Exercise goal. In the data, please rename "white water" to "foaming water" everywhere from the first line down through the line containing "left=257, top=18, right=974, bottom=856", and return only those lines with everything else unchanged.

(Items from a labeling collection)
____
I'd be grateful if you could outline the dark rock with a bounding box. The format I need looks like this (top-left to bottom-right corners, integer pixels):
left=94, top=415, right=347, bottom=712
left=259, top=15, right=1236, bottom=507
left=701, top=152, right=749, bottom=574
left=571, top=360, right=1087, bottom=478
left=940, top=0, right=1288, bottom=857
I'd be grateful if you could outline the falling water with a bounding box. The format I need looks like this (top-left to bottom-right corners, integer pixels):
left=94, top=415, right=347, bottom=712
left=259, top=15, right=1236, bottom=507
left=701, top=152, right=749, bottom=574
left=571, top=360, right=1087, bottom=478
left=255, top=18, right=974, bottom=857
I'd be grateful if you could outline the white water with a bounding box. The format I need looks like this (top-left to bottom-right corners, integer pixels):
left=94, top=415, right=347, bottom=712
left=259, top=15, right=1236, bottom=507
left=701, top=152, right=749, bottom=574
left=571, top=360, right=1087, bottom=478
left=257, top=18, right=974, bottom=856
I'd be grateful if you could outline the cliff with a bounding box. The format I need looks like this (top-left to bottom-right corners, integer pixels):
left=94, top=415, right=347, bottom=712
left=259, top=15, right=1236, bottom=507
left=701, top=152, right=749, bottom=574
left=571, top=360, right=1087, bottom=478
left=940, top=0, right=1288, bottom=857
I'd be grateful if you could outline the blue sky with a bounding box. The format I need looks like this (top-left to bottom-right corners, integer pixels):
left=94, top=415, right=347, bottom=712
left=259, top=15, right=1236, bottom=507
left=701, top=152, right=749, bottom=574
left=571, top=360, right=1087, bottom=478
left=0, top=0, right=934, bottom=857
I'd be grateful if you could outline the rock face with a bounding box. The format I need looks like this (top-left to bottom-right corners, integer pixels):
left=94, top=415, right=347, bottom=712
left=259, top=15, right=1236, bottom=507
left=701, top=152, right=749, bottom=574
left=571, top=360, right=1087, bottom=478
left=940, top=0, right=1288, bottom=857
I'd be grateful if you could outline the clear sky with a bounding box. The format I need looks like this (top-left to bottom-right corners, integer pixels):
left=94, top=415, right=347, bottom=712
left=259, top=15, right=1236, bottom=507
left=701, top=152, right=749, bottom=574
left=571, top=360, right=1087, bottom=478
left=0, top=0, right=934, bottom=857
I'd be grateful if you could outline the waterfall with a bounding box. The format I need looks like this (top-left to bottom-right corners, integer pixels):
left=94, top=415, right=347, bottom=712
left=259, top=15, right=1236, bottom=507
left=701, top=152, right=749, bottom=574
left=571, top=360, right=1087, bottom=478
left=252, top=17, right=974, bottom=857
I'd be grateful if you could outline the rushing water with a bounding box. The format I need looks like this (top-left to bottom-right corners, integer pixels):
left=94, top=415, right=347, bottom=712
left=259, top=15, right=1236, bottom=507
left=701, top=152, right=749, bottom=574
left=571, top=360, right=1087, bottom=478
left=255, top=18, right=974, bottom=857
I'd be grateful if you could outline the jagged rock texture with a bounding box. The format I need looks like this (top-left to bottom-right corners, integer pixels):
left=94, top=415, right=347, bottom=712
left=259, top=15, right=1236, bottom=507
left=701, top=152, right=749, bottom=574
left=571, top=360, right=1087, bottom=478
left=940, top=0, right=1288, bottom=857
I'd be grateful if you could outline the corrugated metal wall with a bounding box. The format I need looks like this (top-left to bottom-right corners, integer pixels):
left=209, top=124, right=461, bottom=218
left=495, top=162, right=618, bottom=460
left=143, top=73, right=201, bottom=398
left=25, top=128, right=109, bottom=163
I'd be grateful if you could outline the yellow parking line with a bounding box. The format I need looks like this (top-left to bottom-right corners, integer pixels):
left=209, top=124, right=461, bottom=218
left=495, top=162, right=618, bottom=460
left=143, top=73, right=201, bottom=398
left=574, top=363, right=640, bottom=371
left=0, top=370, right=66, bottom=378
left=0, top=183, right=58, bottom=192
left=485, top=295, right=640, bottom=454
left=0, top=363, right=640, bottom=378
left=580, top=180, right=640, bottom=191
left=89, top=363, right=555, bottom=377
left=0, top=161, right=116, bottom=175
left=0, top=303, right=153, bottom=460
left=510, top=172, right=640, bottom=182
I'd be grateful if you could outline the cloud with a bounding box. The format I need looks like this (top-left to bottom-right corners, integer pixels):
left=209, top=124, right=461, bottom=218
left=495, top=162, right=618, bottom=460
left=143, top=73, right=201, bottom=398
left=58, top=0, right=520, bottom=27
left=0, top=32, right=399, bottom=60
____
Final answer.
I'd be grateful if you could outline the dark rock with a bounding box. The format I need looks like this (top-left to bottom-right corners, integer pixels):
left=94, top=415, right=347, bottom=712
left=259, top=15, right=1236, bottom=507
left=701, top=152, right=749, bottom=574
left=571, top=360, right=1087, bottom=478
left=940, top=0, right=1288, bottom=857
I'd be grateful if you could outline the falling water with a bounding box. The format I need looks like this (top-left to bottom-right corners, integer pixels):
left=94, top=415, right=347, bottom=712
left=259, top=15, right=1236, bottom=507
left=701, top=152, right=749, bottom=574
left=571, top=360, right=1087, bottom=478
left=255, top=18, right=974, bottom=857
I'd be grateful if you could outline the foaming water with a bounding box. The format I need looks like this (top-left to bottom-right corners, integer pixels):
left=94, top=415, right=347, bottom=712
left=259, top=15, right=1236, bottom=507
left=701, top=152, right=749, bottom=574
left=571, top=360, right=1087, bottom=478
left=257, top=18, right=974, bottom=856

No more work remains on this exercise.